[[ Document excerpt open ]]

In few places can it be claimed that the entire city is one panoramic work of art. There seems barely a building in Venice that does not contain hundreds of years of precious historical testimony. Of course, much changed down the centuries. A great deal of the city’s early Romanesque and Byzantine buildings were swept away to make room for Gothic splendours. – Reprinted from Lonely Planet Venice and the Veneto
Pages: 300 pages
Dimensions: 5 x .7 x 7.8 inches
Weight: 9.6 ounces
Maps: The maps in the Lonely Planet books are the best I have found in any guidebooks. There are city maps, regional maps and a country map. You can actually use the street maps to find your way around a city.
Pictures: There are a limited number of photos.
Guide Book Review – What I like about Lonely Planet Venice and the Veneto:
- If I could only buy one guidebook for Venice and the Veneto, this would be it. I think they provide the best information on how to get to places and what to do when you are there. They also tell you what you should see and do when you are there.

[[ Document excerpt closed ]]
[[ Exercise data open ]]

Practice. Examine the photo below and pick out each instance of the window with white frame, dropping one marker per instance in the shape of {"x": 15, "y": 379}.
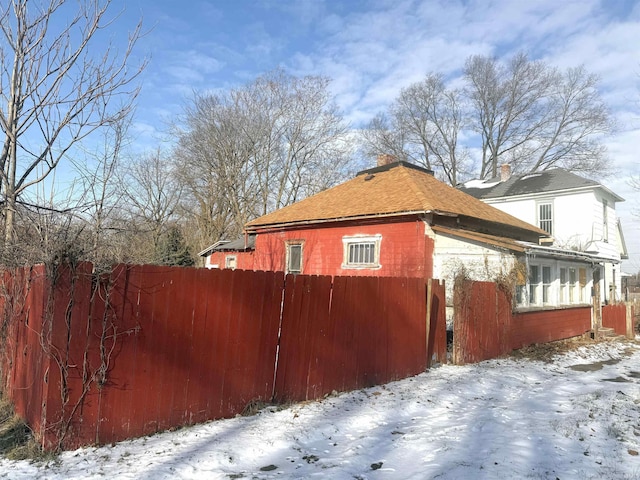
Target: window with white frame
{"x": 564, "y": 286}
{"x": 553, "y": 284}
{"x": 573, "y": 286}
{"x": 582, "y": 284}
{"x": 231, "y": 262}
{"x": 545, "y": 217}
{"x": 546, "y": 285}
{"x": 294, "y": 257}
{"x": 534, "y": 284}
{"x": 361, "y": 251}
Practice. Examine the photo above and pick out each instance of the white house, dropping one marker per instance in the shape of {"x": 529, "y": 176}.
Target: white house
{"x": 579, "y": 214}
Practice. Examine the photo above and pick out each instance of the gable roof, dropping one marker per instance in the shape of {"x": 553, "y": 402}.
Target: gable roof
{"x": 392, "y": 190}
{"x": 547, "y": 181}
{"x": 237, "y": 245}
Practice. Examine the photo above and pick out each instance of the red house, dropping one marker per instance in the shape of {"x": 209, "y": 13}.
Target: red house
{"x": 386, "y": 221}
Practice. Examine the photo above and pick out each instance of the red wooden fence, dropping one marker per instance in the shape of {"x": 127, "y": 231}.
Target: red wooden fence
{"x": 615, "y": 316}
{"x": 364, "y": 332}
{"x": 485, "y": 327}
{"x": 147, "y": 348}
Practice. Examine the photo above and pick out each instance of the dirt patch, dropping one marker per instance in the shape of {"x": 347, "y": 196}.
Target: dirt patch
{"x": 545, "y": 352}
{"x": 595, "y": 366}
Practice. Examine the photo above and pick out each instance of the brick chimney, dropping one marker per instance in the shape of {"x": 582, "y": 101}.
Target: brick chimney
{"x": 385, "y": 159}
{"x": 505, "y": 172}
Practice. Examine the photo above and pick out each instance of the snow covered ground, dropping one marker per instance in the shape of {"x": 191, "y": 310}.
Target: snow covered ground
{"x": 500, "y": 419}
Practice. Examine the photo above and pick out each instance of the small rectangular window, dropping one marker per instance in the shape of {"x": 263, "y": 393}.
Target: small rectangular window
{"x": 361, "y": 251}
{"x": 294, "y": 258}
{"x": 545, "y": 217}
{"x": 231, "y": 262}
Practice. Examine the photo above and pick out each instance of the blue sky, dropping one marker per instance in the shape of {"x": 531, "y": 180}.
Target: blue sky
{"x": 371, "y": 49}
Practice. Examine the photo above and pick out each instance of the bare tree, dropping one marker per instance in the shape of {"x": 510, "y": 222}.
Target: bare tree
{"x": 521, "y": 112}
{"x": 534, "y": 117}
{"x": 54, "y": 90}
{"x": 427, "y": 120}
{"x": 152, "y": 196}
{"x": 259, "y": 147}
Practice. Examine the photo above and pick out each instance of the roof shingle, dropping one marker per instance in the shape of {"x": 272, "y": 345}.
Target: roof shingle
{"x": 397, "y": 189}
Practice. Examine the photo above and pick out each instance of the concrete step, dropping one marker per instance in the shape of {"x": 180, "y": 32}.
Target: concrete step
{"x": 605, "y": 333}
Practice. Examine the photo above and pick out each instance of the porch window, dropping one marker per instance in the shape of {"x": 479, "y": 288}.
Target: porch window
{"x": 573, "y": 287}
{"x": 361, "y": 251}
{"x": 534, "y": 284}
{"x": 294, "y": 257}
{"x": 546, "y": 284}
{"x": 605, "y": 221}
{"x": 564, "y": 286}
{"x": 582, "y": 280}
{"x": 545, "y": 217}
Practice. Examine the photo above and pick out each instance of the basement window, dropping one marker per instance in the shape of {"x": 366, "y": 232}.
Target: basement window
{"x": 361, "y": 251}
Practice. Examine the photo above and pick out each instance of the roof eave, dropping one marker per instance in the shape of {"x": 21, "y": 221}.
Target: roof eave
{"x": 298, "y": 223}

[[ Exercise data closed ]]

Exercise instructions>
Copy the Venice guidebook review at the top of the page in full, word for word.

Response to this task>
In few places can it be claimed that the entire city is one panoramic work of art. There seems barely a building in Venice that does not contain hundreds of years of precious historical testimony. Of course, much changed down the centuries. A great deal of the city’s early Romanesque and Byzantine buildings were swept away to make room for Gothic splendours. – Reprinted from Lonely Planet Venice and the Veneto
Pages: 300 pages
Dimensions: 5 x .7 x 7.8 inches
Weight: 9.6 ounces
Maps: The maps in the Lonely Planet books are the best I have found in any guidebooks. There are city maps, regional maps and a country map. You can actually use the street maps to find your way around a city.
Pictures: There are a limited number of photos.
Guide Book Review – What I like about Lonely Planet Venice and the Veneto:
- If I could only buy one guidebook for Venice and the Veneto, this would be it. I think they provide the best information on how to get to places and what to do when you are there. They also tell you what you should see and do when you are there.